The J. C. Penny Company has the unique distinction of training women to hold every position in the store. Many are in training at the present time, including the heads of departments. At Montgomery Ward and Company women are at work in the hardware department, the furniture department, men's clothing and shoe departments, and as window trimmers.

They're Jerking Sodas

There are women at work at soda fountains in drug stores all over town. The Blackstone Drug Store also has a woman for an assistant pharmacist, as well as two girls on the soda fountain. Miss Letha Warren is the pharmacist, and Misses Ruth Clark and Wilma Jean Warren are at the fountain. Maxor Drug Company employs five girls at the soda fountain: Mesdames Marie Bell and Mickey Williams and Misses Helen Pitman, Jessie Brooks and Evelyn Beck.

All empolyes of the Nelson Drug Company, except the pharmacist, are women. Pool Drug Company, No. 2 employs Misses Johnnie Sadler and Maxine Mooney on the soda fountain, and Pool Drug No. 3 has live girls on the fountain. They are Mesdames Lucille Moore and Gladys Odom and Misses Cecilia Earl, Jane Wood and Tiny Mehigee. Mesdames Vivian Bradbury and Mabel Davis work at similar jobs at the Walgreen Drug Company.

John Smithee employs a number of women as soda jerkers, clerks and deliverymen in his Fox Drug Stores.

And the Pioneer Hotel Drug Store is operated entirely by women.

The Victory Theater is the first theater in Amarillo to have an all-women staff. All employes except the operator of the picture machine itself are girls. They usher, change signs, post advertising, sell tickets and confections, and do all the odd jobs at the theater. Mrs. Katherine Scott and Misses Nadine Murray, Maxine Martinay and Ferma Pointer compose the Victory's staff.

The Paramouth Theater is the first of the Interstate Theaters to hire girls as usherettes. They will go to work there today.

They're Fixing Flats

Women already are finding work in service stations. Cal Farley's has three women working in the budget department where only men were used formerly. Mrs. Vera Walker and Misses Joan Bradley and Vesta Odell are the workers.

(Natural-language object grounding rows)

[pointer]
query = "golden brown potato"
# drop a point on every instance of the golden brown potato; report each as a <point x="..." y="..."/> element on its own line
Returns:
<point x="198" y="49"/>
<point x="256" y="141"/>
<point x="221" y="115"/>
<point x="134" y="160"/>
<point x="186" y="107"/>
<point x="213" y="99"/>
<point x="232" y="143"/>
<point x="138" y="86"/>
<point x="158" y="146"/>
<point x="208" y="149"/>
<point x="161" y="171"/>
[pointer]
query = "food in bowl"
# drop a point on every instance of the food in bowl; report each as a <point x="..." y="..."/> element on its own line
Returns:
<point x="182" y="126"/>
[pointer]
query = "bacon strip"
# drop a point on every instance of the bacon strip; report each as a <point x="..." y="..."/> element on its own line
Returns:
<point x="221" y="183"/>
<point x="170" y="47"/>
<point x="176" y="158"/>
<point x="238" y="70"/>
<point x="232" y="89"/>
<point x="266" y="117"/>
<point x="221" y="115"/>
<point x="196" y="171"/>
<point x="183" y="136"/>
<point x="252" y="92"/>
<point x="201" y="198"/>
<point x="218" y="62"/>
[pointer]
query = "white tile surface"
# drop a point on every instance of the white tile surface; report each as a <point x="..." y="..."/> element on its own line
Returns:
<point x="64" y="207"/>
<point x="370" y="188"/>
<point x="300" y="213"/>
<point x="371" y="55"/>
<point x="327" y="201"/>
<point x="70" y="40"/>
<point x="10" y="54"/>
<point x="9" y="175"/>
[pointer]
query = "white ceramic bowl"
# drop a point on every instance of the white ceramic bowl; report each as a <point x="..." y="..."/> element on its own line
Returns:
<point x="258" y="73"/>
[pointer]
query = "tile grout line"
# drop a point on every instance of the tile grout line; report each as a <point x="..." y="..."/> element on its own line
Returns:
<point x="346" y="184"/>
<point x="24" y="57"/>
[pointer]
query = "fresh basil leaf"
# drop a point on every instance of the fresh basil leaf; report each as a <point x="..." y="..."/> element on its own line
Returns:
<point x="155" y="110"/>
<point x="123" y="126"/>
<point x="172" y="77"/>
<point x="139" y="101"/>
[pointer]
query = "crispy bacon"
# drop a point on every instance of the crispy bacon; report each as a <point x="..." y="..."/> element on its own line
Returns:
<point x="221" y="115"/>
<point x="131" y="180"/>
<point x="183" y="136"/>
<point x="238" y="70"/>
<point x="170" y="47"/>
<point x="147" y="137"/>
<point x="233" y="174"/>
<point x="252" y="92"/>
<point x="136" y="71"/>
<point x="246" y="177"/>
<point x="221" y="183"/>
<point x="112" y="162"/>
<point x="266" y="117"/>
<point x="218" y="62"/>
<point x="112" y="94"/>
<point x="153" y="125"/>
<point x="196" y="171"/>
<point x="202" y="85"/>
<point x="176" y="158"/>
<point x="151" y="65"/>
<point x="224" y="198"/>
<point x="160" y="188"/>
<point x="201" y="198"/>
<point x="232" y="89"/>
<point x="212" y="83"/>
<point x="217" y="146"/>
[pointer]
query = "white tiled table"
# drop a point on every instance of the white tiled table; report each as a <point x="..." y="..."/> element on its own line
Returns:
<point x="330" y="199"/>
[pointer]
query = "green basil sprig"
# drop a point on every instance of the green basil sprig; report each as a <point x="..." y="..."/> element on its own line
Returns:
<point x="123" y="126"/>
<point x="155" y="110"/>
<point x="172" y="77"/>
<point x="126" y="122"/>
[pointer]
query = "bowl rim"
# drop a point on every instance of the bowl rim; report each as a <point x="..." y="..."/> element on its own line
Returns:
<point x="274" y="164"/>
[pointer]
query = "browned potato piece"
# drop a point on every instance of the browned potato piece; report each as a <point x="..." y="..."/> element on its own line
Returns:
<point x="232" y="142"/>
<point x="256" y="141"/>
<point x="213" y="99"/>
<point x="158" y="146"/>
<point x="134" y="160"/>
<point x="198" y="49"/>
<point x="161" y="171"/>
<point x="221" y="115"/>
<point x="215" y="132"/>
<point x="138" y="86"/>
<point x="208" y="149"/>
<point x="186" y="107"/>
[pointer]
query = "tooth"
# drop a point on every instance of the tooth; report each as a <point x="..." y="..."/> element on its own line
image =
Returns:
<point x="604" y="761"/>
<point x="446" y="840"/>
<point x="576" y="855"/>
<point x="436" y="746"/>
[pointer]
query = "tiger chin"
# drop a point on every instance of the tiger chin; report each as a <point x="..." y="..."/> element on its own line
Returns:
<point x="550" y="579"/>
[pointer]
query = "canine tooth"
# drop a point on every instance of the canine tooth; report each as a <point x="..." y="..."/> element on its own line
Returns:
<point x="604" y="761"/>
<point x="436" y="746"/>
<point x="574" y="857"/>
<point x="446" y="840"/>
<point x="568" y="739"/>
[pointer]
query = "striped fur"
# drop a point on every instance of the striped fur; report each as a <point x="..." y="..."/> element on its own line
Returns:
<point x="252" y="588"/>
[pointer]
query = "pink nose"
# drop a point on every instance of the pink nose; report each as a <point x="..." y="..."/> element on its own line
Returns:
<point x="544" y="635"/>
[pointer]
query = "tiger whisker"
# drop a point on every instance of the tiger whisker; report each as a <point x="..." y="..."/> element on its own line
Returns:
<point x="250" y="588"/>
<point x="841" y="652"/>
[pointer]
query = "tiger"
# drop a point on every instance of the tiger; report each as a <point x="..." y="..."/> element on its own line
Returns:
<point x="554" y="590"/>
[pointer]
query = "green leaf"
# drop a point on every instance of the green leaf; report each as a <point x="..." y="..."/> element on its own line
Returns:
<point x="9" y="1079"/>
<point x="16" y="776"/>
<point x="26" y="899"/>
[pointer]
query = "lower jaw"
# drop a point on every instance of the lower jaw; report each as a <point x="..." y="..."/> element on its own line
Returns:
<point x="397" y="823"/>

* [THE PROBLEM]: Echo the passage on women's wartime jobs, from "They're Jerking Sodas" to "and Evelyn Beck.", word for word.

* [SOLUTION TO THE EXERCISE]:
They're Jerking Sodas

There are women at work at soda fountains in drug stores all over town. The Blackstone Drug Store also has a woman for an assistant pharmacist, as well as two girls on the soda fountain. Miss Letha Warren is the pharmacist, and Misses Ruth Clark and Wilma Jean Warren are at the fountain. Maxor Drug Company employs five girls at the soda fountain: Mesdames Marie Bell and Mickey Williams and Misses Helen Pitman, Jessie Brooks and Evelyn Beck.